#### SELECTED EXCERPT:
International tensions grew in the fall of 1938. The 32nd Flight rotated between several South Moravian airfields (as part of the 4th Army Air Arm), and later operated in Eastern Slovakia and Ruthenia (3rd Army). They were on watch for Hungarian aircraft violating Czechoslovak air space frequently. After the Munich agreement and the Vienna settlement, Czechoslovakia lost large territory. The flight returned to Hradec Kralové. It was still there on the cold morning of March 15, 1938, when the remain of Czechoslovakia was taken by Germans. Extremely bad weather conditions (as well as military discipline) prevented pilots from fleeing abroad. 

There were still enough of those who never put up with the situation. They left the country to offer their services to countries expected to get into a war with Germany soon. Sergeant Karel Kuttelwascher was among them. He and his friends from the Flight crossed the Polish border sealed in a railway car on the night of 19th June 1939. They were aided by the semi-legal Czechoslovak Airman Union. 23 of his SODL classmates escaped the same way at that time. He reported to the Czechoslovak consulate in Krakow. The Czechoslovak military group operated there, later to become the core of Czecholovak Resistence in exile. He spent some time in the nearby camp of Male Bronowice. 

Polish officials did not show any interest in the runaway Czechoslovaks, and many Czech soldiers and pilots only viewed Poland as a stopover on their way to the West. A decision was taken to trasnfer them to France. This was under the condition that they join the Foreigners' Legion. There was still peace, so France could not hire any foreigners for their regular army. Kuttlewascher left Kdynia, and arrived in the French port of Calais on board of the Calstelholm ship on July 30, 1939. He went on to the 1st Foreigners' Legion Regiment in Sidi-bel-Abbés in Algeria. He had to go through hard infantry training once again. 

As had been promised by the French authorities, the Czech airmen were transfered to the French Armeé de l'Air as soon as the war started. Kuttelwascher was sent to airports in Tunisia and Algeria. In the winter of 1939 he left for the fighter pilots training base (Centre d'Instruction de Chasse No 6) in Chartres. About a hundred of Czech airmen were retrained for French and American equipment there. He became familiar with the Morane-Saulnier MS-406C.1 fighter aircraft. Altough he got through the training very quickly, he did not get to the front line during the 'Phony War'. The situation changed after the German western attack on France which started in May.

#### GOAL A:
List every military unit in the Kuttelwascher excerpt whose name includes an ordinal number.
#### GOAL B:
Transcribe the Kuttelwascher excerpt from "As had been" to "started in May.", keeping every character as it appears.

#### RECORD SET:
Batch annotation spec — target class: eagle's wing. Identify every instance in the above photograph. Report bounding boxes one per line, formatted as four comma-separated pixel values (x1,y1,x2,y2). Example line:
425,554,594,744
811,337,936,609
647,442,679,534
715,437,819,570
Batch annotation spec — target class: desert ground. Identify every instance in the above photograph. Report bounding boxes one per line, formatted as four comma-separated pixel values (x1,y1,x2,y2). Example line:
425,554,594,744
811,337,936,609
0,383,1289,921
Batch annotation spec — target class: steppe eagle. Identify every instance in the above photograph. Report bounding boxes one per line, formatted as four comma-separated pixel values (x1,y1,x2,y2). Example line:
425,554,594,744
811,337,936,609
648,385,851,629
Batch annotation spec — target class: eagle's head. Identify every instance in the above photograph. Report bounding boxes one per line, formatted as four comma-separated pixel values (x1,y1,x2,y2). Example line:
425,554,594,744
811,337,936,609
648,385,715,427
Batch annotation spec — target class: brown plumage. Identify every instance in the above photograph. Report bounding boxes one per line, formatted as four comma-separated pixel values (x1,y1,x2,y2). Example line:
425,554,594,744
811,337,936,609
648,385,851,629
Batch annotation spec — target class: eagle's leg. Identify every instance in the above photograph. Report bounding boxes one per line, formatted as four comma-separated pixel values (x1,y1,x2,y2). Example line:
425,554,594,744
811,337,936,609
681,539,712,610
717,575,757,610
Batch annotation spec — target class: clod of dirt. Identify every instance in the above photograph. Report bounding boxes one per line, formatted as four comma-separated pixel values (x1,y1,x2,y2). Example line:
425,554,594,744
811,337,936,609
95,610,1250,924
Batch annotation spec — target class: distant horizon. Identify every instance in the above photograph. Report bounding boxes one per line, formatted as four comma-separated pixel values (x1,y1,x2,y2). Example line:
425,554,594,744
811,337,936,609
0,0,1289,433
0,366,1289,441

#### EXERCISE SOLUTION A:
32nd Flight
4th Army Air Arm
3rd Army
1st Foreigners' Legion Regiment

#### EXERCISE SOLUTION B:
As had been promised by the French authorities, the Czech airmen were transfered to the French Armeé de l'Air as soon as the war started. Kuttelwascher was sent to airports in Tunisia and Algeria. In the winter of 1939 he left for the fighter pilots training base (Centre d'Instruction de Chasse No 6) in Chartres. About a hundred of Czech airmen were retrained for French and American equipment there. He became familiar with the Morane-Saulnier MS-406C.1 fighter aircraft. Altough he got through the training very quickly, he did not get to the front line during the 'Phony War'. The situation changed after the German western attack on France which started in May.